(Ejercicio breve) Reproduce literalmente el tramo de filas que va desde la línea que contiene "Exercise. Mark the backpack" hasta la que contiene "point(155, 750)", ambas incluidas.

Una serie de filas:
──────

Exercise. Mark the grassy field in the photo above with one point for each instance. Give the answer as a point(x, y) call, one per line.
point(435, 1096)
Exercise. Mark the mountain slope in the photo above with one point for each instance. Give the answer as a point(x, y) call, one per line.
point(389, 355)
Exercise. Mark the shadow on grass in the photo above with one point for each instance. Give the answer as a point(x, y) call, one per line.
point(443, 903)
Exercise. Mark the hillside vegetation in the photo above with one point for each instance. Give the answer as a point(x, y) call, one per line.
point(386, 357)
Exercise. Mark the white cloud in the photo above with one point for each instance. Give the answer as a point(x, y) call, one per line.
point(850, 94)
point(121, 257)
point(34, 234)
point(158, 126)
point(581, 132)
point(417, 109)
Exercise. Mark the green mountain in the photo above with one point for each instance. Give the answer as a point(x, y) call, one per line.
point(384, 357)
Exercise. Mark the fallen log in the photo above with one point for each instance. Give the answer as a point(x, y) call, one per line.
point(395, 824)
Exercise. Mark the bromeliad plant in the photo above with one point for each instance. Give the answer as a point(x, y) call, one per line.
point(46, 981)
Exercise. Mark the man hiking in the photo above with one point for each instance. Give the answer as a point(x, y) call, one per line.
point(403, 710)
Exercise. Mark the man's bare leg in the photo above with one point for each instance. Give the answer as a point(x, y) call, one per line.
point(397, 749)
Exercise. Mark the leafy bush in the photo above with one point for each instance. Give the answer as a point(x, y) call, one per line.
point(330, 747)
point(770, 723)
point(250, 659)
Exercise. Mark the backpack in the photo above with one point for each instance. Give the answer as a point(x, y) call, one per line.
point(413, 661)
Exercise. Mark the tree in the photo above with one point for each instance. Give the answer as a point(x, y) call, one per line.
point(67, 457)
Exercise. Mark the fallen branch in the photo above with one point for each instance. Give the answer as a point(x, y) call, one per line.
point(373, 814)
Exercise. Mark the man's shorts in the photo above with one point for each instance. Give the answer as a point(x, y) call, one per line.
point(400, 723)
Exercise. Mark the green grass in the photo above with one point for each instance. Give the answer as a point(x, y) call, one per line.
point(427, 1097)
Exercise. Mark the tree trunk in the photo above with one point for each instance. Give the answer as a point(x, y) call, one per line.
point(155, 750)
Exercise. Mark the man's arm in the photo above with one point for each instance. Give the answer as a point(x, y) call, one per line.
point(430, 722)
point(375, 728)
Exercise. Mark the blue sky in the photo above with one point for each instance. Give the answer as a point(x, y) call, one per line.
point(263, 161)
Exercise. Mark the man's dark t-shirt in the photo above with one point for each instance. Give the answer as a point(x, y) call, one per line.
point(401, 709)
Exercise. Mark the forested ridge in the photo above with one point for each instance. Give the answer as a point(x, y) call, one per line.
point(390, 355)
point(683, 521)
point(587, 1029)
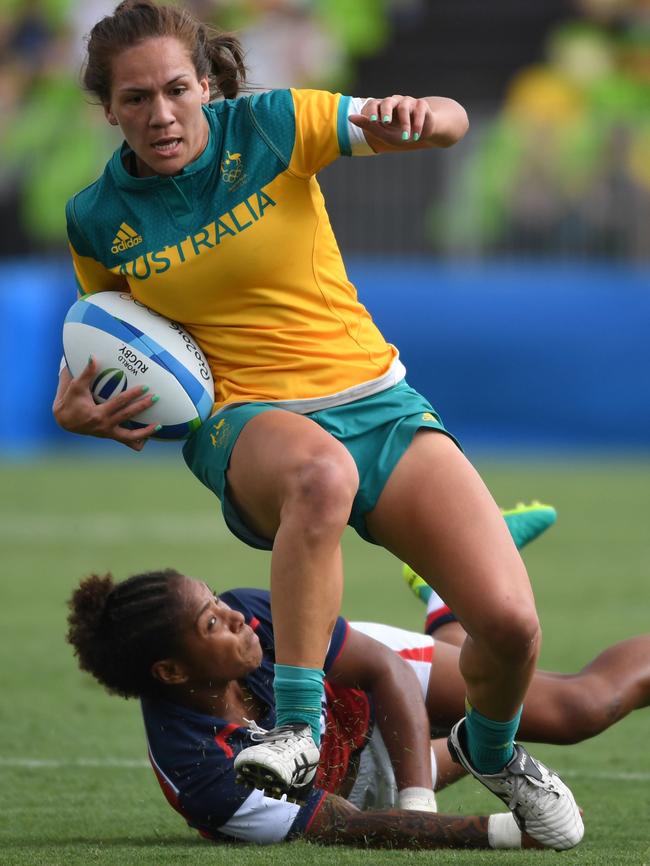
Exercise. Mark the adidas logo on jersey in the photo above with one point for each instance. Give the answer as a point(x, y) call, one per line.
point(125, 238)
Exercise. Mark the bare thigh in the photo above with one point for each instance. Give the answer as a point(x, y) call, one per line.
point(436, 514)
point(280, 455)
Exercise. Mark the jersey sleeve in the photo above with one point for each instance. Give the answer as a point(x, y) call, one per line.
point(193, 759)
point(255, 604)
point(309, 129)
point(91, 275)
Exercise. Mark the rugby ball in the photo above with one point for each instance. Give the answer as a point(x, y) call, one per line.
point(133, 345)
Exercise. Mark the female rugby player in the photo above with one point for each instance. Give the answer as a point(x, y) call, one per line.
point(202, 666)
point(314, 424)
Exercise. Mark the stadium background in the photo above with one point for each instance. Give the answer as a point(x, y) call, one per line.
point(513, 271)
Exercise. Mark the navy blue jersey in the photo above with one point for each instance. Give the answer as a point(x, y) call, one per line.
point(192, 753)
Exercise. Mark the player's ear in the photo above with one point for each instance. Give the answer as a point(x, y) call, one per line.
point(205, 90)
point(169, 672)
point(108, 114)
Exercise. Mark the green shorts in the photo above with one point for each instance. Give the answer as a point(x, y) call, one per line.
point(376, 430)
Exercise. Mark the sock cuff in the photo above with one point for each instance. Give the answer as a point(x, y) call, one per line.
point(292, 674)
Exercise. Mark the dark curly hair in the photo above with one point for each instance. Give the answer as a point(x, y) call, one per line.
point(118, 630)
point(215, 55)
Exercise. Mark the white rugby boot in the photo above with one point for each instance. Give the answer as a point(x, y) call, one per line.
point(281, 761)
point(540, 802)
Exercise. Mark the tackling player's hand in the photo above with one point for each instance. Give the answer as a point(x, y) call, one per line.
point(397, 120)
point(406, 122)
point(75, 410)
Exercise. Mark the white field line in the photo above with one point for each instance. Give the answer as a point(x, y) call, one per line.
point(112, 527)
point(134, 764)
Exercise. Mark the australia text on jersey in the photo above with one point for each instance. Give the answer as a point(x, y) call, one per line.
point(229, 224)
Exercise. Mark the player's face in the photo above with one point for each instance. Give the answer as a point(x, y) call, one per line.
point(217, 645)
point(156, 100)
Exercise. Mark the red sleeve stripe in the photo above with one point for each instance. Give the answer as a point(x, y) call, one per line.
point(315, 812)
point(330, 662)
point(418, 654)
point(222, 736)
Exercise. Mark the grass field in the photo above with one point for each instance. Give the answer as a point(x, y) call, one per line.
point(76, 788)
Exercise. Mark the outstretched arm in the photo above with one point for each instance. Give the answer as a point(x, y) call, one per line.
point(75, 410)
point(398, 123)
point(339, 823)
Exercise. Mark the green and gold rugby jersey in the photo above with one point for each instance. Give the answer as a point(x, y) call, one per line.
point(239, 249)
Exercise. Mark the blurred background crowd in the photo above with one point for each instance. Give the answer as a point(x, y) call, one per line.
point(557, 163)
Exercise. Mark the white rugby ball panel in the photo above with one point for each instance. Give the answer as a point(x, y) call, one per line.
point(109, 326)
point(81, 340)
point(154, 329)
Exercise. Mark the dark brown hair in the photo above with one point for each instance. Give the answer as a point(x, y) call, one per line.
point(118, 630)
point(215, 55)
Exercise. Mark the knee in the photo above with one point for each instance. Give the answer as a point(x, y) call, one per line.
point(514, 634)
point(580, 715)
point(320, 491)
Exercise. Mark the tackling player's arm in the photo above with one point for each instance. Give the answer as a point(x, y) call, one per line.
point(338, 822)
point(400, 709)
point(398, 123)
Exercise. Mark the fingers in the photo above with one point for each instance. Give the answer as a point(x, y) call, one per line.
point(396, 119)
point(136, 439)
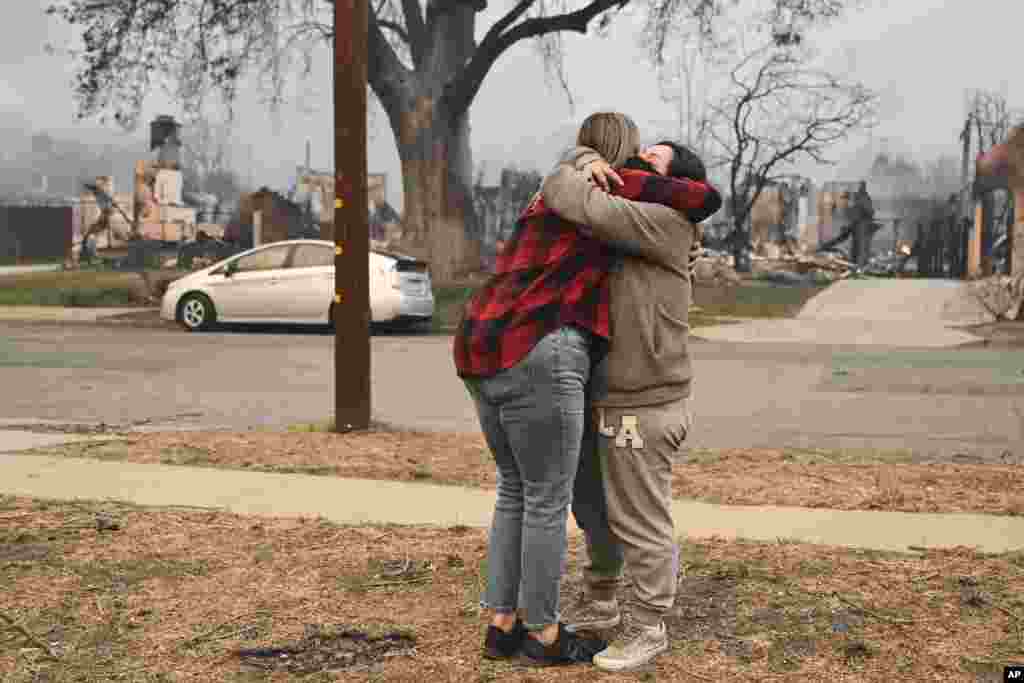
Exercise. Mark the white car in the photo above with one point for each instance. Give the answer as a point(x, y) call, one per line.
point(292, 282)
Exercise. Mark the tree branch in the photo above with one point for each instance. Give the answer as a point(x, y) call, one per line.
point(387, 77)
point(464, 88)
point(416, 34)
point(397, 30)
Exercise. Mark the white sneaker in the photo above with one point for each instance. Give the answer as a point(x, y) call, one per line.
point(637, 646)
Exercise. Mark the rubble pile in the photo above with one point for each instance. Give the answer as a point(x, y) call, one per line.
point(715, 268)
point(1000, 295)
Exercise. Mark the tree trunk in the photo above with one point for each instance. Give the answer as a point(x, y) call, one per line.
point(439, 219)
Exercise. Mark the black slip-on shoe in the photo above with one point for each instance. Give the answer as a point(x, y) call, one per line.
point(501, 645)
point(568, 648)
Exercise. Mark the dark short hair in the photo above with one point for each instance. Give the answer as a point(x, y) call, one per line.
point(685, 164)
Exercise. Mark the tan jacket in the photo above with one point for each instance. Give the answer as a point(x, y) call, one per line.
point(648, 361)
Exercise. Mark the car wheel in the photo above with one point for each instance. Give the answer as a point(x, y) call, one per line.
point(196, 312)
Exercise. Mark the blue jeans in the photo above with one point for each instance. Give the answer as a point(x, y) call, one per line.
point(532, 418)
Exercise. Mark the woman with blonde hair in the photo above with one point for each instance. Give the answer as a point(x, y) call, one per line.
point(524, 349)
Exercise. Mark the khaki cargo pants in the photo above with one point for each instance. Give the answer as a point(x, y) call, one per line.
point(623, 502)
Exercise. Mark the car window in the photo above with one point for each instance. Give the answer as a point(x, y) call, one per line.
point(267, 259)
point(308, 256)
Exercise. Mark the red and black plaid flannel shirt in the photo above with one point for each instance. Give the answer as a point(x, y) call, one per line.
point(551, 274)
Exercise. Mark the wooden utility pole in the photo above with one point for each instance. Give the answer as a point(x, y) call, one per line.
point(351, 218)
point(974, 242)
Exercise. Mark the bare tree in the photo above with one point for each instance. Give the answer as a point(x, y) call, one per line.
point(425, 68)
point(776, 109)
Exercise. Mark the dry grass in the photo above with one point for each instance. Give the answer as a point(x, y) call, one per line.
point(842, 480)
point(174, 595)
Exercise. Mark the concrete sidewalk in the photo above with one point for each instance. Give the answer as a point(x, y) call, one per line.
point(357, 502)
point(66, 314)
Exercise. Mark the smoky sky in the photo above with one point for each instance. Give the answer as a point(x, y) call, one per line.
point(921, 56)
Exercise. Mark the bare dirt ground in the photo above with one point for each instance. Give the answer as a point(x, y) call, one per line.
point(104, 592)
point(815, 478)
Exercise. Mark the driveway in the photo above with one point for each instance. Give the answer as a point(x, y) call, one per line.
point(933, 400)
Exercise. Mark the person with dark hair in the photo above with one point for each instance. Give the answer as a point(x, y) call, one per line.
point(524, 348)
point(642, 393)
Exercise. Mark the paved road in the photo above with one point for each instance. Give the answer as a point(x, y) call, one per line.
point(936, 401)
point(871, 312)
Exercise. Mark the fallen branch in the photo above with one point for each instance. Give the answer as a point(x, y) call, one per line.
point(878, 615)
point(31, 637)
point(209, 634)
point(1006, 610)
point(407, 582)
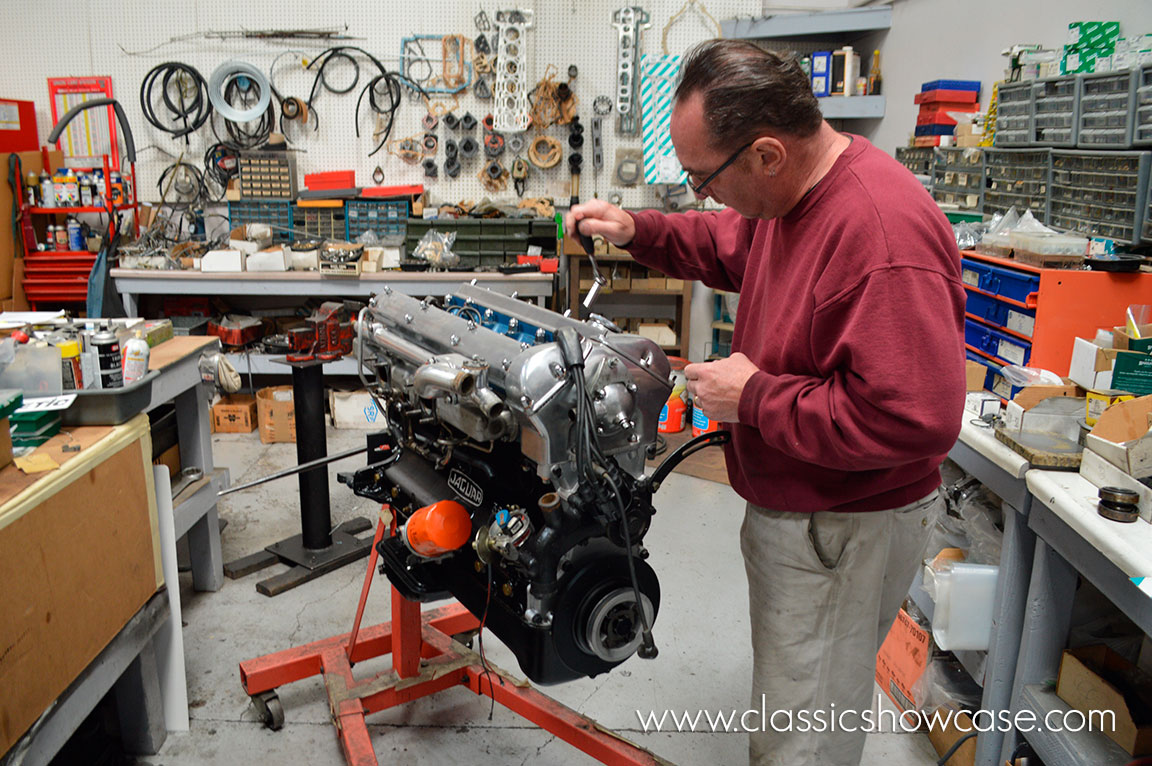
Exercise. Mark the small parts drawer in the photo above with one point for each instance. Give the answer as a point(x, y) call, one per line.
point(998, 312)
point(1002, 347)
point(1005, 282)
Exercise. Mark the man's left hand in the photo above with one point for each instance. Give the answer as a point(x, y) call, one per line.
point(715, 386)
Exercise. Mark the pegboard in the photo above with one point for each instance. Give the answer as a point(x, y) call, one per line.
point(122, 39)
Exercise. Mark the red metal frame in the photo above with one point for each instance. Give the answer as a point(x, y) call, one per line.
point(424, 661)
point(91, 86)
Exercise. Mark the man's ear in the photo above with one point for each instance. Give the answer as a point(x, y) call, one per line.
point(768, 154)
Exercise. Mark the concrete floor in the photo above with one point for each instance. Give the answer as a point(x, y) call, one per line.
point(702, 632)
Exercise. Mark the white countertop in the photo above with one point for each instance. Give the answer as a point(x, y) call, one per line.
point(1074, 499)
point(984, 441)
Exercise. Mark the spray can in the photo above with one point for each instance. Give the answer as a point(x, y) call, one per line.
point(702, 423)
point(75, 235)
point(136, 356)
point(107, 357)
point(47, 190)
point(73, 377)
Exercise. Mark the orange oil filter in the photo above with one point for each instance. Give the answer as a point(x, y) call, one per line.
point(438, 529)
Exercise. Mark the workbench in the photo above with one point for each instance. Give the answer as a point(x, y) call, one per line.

──────

(Respuesta completa)
Exercise. Mark the backpack in the photo above with one point for each instance. Give the answer as a point(x, y) call, one per line.
point(413, 661)
Exercise. Mark the tree in the photo above with one point for each instance. Give the answer as a point(x, y) call, one per line.
point(67, 457)
Exercise. Mark the fallen branch in the photo above with one point for each instance. Give the answer as a point(x, y) call, one per line.
point(373, 814)
Exercise. Mark the man's shorts in the photo above with one point for each instance. Give the answer as a point(x, y) call, one per line.
point(400, 723)
Exercise. Mark the green grass in the photo above with one point for each instance. Give the answer as a point(x, y) call, one per line.
point(427, 1097)
Exercise. Mark the tree trunk in the photo above with one point for each instance. Give the answer as a point(x, y) call, one per line.
point(155, 750)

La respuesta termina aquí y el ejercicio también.